Exercise requirements: Look below for the line that contains "Annotation guideline: for every instance of the grass", then copy it and each following line to the end of the records, minus any pictures.

Excerpted records:
----
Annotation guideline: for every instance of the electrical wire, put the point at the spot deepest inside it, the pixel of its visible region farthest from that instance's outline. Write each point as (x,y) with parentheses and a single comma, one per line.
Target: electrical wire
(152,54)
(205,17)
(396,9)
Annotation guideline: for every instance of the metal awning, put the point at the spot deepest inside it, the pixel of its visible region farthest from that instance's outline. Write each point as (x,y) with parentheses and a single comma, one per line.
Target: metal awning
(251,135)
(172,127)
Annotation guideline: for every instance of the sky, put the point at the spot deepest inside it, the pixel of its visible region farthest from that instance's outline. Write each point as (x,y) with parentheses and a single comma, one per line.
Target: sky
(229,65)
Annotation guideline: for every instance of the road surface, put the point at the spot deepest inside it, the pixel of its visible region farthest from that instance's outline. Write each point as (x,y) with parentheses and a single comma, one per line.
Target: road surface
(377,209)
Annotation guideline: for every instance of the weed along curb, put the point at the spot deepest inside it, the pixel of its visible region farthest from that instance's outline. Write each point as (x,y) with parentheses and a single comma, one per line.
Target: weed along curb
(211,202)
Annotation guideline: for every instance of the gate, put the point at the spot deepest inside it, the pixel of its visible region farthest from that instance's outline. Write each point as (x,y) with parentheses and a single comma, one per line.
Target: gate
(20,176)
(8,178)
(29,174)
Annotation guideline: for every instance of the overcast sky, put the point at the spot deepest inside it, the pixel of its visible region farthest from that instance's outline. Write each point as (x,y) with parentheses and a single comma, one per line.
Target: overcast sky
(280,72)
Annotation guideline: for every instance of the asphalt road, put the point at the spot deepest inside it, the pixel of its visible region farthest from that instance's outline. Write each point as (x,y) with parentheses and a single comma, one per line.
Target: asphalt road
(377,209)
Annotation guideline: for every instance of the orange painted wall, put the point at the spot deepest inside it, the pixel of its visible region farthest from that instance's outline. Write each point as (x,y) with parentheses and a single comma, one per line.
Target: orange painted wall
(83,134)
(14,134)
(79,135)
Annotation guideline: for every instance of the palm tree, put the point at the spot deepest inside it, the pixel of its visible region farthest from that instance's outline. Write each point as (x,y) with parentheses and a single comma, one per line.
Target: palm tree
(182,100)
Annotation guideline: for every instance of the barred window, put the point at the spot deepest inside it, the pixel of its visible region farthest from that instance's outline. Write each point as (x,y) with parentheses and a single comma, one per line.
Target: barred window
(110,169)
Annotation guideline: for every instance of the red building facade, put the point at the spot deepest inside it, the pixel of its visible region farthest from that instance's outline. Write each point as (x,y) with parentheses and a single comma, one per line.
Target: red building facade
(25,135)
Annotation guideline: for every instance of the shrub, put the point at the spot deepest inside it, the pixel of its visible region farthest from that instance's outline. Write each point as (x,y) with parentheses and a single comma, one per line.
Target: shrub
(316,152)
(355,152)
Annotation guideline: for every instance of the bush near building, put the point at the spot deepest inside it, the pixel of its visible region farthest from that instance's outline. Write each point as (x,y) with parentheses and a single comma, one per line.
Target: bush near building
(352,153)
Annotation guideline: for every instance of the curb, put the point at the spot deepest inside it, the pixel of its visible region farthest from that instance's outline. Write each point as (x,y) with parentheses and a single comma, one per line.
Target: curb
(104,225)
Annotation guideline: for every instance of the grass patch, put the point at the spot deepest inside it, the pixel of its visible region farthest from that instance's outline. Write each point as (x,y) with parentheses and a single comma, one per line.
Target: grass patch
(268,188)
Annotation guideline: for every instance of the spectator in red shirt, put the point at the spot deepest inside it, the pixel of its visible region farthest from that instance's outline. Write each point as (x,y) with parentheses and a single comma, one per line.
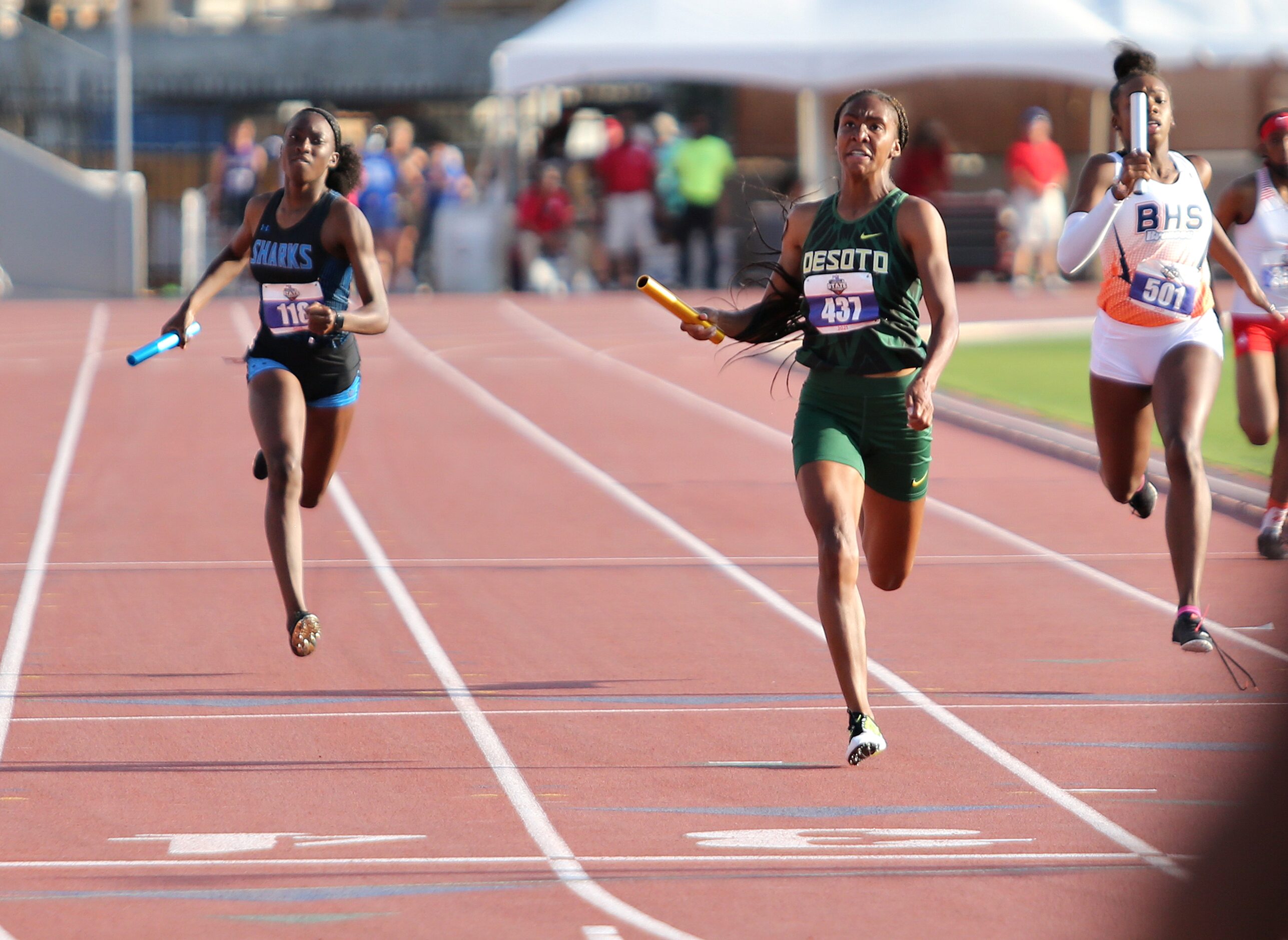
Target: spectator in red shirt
(544,218)
(923,169)
(626,173)
(1038,174)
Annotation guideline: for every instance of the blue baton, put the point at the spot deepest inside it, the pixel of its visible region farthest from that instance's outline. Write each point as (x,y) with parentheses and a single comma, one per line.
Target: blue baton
(159,345)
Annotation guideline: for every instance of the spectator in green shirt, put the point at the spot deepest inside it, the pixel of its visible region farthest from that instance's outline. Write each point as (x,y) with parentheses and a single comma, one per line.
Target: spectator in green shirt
(703,165)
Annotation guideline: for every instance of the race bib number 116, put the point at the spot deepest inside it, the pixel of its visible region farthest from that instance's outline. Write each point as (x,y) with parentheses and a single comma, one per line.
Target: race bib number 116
(284,307)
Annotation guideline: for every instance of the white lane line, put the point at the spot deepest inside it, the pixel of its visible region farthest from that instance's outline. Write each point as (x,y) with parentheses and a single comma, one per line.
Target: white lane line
(558,854)
(961,517)
(598,561)
(47,527)
(579,465)
(1111,790)
(609,710)
(815,855)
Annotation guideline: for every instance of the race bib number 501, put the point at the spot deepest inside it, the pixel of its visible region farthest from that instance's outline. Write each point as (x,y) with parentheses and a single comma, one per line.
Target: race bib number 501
(284,307)
(840,303)
(1274,276)
(1167,287)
----
Finished exercise:
Annotation guideline: for every instance of the grass patch, put the point at the spot deepest inside it, the pixel of its visible region farthest from that instance's outline. Write each point as (x,y) with parentheses and a single comma, one per line.
Target: grass patch
(268,188)
Annotation guideline: for every instance of the spectator in red shirt, put the point at the spot deepest inside it, the pixel of its visible region farthest from that instance's outline. Write each point as (x,y) with parentheses and a single comma, one per line.
Target: spectator in red shirt
(544,218)
(923,169)
(626,173)
(1038,174)
Annotation guideline: for every instance of the blue baton, put the point at the spot deepest inside it, the pixel of its visible region farthest from that instance's outline. Write each point as (x,y) with parentheses and a single comma, one per line.
Target: blue baton
(159,345)
Annotation guideline: for every instance of the spectator in green shirt, put the point at the spot deepest inside it, the pixel of its visible region farthest from that instance's outline. Write each point as (x,y) with parentheses and a single comma, one per line.
Target: spectator in green shirt
(703,165)
Annotation guideline: for every instance of the race bib number 116, put the point at the spot deepest inside it, the pixel of its visible region farthest from that instance's outline. Write each point as (x,y) with parentheses and a single comma, one per line.
Target: race bib number 116
(284,307)
Annotation guideline: for every instance of the white lane line, put the point at the spot deepest inside it, the pixel of its visible region farthest from that instance's outline. Write each point as (x,y) with parentheses and a single comma, one per line.
Target: white lane line
(558,854)
(961,517)
(598,561)
(47,527)
(579,465)
(1111,790)
(609,710)
(815,855)
Annotation guideline: for every instance of the race bib number 501, put the point at the spot deepest inside it, the pixel of its visible region farthest from that instance's outline. Write each point as (x,y) with parentheses and a single comma, one per line.
Target: race bib number 501
(284,307)
(840,303)
(1274,276)
(1167,287)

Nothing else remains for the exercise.